→ **PROMPT**:
Rewrite all of the items below as a numbered list, leaving out any blank lines.
+===+
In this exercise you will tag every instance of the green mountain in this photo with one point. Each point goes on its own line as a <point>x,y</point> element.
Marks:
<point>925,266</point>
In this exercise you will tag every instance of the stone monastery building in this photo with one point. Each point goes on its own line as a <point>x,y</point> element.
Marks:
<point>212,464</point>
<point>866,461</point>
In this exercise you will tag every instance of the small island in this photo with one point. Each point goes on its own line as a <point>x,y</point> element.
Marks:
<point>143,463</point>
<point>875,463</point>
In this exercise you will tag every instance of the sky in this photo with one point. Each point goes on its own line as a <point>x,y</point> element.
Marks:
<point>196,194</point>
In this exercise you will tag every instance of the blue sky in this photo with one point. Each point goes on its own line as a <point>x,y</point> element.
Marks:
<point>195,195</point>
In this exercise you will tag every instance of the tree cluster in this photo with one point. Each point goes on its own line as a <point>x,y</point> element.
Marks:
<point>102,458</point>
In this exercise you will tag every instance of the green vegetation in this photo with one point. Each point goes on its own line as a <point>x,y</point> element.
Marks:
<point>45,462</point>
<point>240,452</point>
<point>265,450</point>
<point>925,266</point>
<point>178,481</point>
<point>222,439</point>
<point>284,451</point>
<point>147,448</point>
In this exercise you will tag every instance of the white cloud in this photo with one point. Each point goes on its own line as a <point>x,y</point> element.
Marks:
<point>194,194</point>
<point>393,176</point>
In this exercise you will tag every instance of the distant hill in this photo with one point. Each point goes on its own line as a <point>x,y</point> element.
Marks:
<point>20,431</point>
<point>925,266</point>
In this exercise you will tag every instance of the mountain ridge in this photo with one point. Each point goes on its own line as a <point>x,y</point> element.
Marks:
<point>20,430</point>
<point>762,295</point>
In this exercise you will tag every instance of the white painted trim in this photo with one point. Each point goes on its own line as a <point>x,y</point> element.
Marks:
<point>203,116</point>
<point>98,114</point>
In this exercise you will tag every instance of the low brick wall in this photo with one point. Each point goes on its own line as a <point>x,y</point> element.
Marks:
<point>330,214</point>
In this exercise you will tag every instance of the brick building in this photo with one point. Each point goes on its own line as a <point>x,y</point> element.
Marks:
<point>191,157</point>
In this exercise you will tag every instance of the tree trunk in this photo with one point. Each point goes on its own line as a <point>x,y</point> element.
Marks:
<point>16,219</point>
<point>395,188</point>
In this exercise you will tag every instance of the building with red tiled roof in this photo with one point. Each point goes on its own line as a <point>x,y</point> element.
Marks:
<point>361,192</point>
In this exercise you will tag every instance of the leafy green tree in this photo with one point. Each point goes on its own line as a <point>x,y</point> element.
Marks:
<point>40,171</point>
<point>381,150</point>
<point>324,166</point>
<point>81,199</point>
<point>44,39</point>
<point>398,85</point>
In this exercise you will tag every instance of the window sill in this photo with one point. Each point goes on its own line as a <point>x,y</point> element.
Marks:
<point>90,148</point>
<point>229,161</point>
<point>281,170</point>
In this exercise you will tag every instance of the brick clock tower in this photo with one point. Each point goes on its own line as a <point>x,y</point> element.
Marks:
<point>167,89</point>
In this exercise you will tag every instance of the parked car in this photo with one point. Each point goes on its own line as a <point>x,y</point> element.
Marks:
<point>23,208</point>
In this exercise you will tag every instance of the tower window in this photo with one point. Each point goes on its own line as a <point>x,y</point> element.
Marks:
+===+
→ **TASK RESULT**:
1. In this exercise you will tag every instance of the green mountain in this photo with one point. Each point goes on its own line as a <point>x,y</point> element.
2. Marks:
3. <point>925,266</point>
4. In this exercise you will tag every instance of the stone monastery building in this photo with one point. Each point goes on its own line as a <point>x,y</point> element.
5. Marks:
6. <point>212,464</point>
7. <point>866,461</point>
8. In this exercise you will tag every instance of the small island in this photo with one point. Each point goes on its own line as a <point>x,y</point> element.
9. Marks:
10. <point>143,463</point>
11. <point>875,463</point>
12. In this exercise you will tag every instance of the sky in this photo with one point. Each point goes on its own line as a <point>x,y</point> element.
13. Marks:
14. <point>196,194</point>
15. In this exercise you will tag every instance of the blue sky in this photo with one point. Each point goes on its own line as a <point>x,y</point> element.
16. Marks:
17. <point>195,195</point>
18. In this exercise you will tag every instance of the tree cluster in this photo with one point. Each point goes on its own line as a <point>x,y</point> element.
19. Marks:
20. <point>102,458</point>
21. In this exercise you will tag every instance of the green vegetation in this photo with one point. Each point goes on its own line as a <point>x,y</point> element.
22. Marks:
23. <point>45,462</point>
24. <point>240,452</point>
25. <point>265,450</point>
26. <point>925,266</point>
27. <point>178,481</point>
28. <point>222,439</point>
29. <point>284,451</point>
30. <point>147,448</point>
31. In this exercise you will tag every instance of the white cloud in this photo with one point. Each point goes on its own line as a <point>x,y</point> element.
32. Marks:
33. <point>194,194</point>
34. <point>393,176</point>
35. In this exercise you will tag every instance of the distant hill in this photo with one point. Each point goes on its own line as a <point>x,y</point> element.
36. Marks:
37. <point>20,431</point>
38. <point>925,266</point>
39. In this exercise you will tag every instance of the mountain ridge in this photo with one point. Each point goes on its own line as a <point>x,y</point> element.
40. Marks:
41. <point>20,430</point>
42. <point>762,295</point>
43. In this exercise you will tag every instance of the white painted trim in this photo with one point. Each point goes on its own line as a <point>x,y</point> element.
44. Marks:
45. <point>203,116</point>
46. <point>98,114</point>
47. In this exercise you will tag every instance of the low brick wall in this photo with one point. Each point goes on its own line as a <point>x,y</point> element.
48. Marks:
49. <point>330,214</point>
50. In this exercise you will tag every instance of the brick building in this photo with one point. Each point goes on its own line as a <point>x,y</point> element.
51. Marks:
52. <point>191,157</point>
53. In this exercise you will tag every instance of the tree trunk in this photo with one point. Each point goes on its own line as a <point>x,y</point> element.
54. Marks:
55. <point>16,219</point>
56. <point>395,188</point>
57. In this exercise you will tag every instance of the building with red tiled roof in this photo with one point. Each point goes on its own line as a <point>x,y</point> element.
58. Marks:
59. <point>361,192</point>
60. In this exercise you will tag every instance of the leafy green tree in this photo with one point. Each point goes on its own line as a <point>x,y</point> element.
61. Marks:
62. <point>40,171</point>
63. <point>381,150</point>
64. <point>324,166</point>
65. <point>81,199</point>
66. <point>44,39</point>
67. <point>398,85</point>
68. In this exercise you will tag every instance of the window sill in this photo with one point. Each point goes on its own line as a <point>x,y</point> element.
69. Marks:
70. <point>90,148</point>
71. <point>229,161</point>
72. <point>281,170</point>
73. In this exercise you will tag every instance of the brick clock tower in this photo with one point. Each point goes on its own line as a <point>x,y</point> element.
74. Marks:
75. <point>167,89</point>
76. In this exercise you will tag every instance of the parked car in this photo with one point. Each point goes on its own line as a <point>x,y</point> element.
77. Marks:
78. <point>23,208</point>
79. In this exercise you will tag every instance of the tower window in this photo with one point. Each point goes on its own line as a <point>x,y</point> element.
80. Marks:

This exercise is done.